(Dataset excerpt)
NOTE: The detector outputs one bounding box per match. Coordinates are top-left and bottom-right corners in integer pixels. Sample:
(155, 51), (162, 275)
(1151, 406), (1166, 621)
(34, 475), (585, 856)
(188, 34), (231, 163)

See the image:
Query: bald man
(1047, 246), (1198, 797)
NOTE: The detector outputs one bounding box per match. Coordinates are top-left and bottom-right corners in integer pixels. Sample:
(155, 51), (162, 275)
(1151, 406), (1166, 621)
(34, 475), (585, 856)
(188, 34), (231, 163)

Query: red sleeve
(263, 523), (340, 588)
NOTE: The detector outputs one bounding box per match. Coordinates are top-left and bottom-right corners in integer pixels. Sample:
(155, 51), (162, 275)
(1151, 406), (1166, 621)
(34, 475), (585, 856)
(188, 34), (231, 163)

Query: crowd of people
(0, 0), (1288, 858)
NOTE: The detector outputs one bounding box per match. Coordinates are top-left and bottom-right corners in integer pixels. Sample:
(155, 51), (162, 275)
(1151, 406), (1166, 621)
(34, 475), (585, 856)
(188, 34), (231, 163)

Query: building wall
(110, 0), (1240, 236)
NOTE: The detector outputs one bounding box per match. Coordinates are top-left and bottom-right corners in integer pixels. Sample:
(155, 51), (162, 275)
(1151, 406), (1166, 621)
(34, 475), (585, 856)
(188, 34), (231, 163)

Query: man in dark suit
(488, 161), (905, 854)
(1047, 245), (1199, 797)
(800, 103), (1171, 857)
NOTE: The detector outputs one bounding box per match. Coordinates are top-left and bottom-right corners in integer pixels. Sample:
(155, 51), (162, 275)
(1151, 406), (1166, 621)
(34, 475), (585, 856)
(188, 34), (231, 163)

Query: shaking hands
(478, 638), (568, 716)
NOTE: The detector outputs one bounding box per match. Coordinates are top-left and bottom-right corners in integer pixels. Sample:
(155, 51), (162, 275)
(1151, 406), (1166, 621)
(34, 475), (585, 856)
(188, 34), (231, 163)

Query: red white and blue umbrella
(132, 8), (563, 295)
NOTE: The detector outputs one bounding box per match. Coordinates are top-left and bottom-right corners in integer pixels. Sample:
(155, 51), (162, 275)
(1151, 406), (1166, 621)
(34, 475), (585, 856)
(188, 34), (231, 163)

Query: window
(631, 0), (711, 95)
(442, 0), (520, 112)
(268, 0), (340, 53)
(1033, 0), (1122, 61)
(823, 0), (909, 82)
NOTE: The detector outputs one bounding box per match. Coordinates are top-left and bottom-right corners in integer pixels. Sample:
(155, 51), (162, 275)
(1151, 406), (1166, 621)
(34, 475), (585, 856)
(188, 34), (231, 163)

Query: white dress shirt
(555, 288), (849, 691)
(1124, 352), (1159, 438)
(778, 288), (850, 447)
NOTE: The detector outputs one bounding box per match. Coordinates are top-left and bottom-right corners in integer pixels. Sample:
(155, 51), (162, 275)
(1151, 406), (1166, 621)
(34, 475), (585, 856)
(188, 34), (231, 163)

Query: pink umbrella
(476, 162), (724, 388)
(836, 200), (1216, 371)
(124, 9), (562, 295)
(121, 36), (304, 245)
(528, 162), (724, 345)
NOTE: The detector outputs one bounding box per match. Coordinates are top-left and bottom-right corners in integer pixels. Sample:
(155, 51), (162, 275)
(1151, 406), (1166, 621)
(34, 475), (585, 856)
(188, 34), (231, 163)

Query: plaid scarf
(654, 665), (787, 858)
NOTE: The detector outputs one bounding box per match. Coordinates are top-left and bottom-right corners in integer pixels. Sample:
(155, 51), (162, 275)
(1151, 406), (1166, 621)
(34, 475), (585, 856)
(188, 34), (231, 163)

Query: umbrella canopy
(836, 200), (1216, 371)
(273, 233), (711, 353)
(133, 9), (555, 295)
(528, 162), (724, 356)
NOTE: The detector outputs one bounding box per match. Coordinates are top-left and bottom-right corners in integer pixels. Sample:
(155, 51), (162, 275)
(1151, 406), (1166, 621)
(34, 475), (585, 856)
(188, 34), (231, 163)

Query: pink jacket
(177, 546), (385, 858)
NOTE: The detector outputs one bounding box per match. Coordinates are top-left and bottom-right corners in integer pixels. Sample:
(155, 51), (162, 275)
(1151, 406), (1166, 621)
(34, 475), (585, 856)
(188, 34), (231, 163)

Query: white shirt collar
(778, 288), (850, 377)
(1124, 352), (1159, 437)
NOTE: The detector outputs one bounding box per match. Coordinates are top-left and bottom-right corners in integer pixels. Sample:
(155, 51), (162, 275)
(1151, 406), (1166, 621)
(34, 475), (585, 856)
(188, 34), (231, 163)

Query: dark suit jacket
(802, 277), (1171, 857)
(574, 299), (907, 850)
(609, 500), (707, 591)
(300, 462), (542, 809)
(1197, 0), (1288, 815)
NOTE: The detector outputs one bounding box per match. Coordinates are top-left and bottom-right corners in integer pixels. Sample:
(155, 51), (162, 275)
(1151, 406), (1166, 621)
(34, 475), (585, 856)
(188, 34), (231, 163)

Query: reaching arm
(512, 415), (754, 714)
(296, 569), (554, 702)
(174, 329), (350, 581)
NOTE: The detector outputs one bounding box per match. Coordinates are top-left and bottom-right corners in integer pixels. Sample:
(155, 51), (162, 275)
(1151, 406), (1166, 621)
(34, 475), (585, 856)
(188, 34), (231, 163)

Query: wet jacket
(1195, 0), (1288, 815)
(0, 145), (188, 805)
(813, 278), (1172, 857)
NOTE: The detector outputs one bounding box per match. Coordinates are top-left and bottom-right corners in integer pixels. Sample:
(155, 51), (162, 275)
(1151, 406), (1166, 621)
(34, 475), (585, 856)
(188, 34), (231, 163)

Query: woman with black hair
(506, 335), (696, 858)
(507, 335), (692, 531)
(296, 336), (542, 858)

▶ EXERCISE DESCRIPTION
Copy the data above again, from its beginning through the line containing "(1047, 246), (1198, 797)". Offset each answer coordinate by adding 37 to it, and keep every other line unchanged, including the sample coordinates.

▶ THE COMPLETED TASK
NOTE: The detector outputs one bounding box per match. Coordinates are top-left and bottom-right corners in integer pixels. Sample:
(155, 51), (162, 275)
(1151, 406), (1166, 621)
(34, 475), (585, 856)
(188, 34), (231, 163)

See the image:
Query: bald man
(1084, 283), (1235, 834)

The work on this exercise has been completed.